▶ **PROBLEM TO WORK ON**:
Rewrite everything from the line containing "of the racket" down to the end of the listing, replacing "racket head" with "racquet head" and leaving everything else as it is.

··· DATASET ENTRIES ···

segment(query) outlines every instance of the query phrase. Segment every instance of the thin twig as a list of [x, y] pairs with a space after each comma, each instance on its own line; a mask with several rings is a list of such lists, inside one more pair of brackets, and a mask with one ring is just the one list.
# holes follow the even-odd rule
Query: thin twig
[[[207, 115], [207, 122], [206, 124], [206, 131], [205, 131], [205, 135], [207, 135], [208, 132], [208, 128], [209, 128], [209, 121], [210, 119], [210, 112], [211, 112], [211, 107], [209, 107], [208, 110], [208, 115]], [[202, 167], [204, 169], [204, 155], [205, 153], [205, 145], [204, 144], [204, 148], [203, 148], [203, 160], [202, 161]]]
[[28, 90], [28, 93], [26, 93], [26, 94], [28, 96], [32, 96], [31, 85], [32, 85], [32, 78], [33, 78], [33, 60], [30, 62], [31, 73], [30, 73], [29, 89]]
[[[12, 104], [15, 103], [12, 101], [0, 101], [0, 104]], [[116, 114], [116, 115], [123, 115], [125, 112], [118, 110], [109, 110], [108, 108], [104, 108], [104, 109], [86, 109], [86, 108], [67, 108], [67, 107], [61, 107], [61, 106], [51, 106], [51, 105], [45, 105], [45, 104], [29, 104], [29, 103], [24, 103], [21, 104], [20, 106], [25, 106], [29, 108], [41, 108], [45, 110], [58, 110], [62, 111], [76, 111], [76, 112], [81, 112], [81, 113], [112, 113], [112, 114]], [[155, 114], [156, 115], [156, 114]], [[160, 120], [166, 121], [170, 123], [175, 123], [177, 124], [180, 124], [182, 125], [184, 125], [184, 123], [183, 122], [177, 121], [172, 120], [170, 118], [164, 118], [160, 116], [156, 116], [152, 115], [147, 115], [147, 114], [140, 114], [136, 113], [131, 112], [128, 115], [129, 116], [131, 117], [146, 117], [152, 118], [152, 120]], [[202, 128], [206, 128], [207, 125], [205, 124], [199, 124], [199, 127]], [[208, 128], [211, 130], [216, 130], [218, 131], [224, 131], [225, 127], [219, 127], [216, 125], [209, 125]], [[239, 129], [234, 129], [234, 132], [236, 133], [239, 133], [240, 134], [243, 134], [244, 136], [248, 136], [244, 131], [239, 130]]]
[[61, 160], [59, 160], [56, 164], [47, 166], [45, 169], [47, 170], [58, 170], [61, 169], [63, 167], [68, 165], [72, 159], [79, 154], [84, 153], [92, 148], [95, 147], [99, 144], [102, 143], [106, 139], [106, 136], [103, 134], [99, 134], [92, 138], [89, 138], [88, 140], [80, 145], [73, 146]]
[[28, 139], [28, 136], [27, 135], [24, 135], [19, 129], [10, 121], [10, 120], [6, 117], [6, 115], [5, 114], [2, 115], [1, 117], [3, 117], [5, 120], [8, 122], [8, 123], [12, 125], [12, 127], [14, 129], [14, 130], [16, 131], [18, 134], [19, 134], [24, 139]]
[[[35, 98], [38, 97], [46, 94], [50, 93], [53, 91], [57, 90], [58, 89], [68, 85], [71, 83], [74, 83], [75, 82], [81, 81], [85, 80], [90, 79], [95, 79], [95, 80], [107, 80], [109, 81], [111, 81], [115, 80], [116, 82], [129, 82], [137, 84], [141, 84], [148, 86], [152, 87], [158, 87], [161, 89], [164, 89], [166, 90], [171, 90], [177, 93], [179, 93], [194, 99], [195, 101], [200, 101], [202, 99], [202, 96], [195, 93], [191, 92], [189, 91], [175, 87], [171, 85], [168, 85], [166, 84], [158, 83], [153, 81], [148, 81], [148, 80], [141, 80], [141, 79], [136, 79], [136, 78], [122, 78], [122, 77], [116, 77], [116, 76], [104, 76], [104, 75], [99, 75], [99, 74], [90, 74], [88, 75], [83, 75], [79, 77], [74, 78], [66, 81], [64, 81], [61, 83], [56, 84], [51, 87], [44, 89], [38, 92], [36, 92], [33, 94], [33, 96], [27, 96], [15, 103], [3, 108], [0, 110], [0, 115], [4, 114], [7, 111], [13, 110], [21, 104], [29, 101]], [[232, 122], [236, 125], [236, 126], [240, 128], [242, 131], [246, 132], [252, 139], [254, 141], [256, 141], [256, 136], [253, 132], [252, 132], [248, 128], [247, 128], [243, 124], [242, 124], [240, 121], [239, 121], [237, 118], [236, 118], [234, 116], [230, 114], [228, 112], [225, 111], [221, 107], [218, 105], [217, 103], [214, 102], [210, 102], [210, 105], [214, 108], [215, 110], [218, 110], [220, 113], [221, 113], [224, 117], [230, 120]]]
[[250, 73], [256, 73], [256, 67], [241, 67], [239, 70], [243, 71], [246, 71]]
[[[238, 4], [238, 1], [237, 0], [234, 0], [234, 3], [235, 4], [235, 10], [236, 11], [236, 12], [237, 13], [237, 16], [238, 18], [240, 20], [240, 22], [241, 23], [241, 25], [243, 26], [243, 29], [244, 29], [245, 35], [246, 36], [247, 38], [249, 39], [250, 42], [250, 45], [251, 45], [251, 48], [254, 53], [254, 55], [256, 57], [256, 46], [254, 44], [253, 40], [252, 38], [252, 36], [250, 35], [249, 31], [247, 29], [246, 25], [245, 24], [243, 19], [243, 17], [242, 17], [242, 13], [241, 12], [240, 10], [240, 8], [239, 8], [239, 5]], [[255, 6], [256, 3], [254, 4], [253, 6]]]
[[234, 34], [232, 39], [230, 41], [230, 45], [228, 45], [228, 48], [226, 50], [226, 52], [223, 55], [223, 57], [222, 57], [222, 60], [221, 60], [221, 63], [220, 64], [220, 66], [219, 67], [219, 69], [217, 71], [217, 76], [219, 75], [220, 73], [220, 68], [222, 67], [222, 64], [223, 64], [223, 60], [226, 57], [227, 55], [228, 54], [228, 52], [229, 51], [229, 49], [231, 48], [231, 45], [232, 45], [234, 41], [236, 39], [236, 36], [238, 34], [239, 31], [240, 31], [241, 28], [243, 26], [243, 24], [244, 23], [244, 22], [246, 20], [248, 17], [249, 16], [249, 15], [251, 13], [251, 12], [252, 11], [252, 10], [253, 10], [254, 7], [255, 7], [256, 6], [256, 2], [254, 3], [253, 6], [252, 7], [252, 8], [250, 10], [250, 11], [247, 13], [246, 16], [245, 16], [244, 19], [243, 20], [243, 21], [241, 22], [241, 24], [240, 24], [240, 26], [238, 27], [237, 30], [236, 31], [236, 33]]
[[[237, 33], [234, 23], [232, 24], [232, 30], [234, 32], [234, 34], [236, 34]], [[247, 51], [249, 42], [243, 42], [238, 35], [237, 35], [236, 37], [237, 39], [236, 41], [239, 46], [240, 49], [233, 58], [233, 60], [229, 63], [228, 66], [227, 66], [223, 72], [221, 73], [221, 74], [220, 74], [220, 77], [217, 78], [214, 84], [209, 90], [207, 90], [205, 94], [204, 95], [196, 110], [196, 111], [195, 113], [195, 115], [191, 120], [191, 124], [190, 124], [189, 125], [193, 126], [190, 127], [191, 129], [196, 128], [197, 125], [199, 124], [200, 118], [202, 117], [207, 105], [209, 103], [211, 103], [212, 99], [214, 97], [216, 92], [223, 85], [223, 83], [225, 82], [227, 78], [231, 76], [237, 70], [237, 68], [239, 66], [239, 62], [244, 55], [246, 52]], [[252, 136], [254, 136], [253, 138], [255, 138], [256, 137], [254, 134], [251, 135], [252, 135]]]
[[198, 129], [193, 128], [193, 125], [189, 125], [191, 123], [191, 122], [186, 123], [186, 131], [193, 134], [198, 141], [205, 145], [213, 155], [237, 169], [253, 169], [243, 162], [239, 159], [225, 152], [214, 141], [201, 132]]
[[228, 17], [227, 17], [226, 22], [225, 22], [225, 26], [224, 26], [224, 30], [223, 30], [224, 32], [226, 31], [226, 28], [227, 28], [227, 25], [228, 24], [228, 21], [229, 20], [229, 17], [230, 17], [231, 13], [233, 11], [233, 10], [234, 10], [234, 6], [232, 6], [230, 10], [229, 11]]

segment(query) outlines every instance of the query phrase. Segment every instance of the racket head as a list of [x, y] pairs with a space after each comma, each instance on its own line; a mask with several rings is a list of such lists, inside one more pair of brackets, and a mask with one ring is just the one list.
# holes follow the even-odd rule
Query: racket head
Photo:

···

▶ **COMPLETED TASK**:
segment(query) outlines every instance of the query phrase. Segment every instance of the racquet head as a list of [x, y] pairs with a space after each comma, each instance on its own line; a mask with several rings is a list of such lists, inside one more pair of brackets, and a mask with one ring is just the one list.
# holes follow the even-odd rule
Query: racquet head
Photo:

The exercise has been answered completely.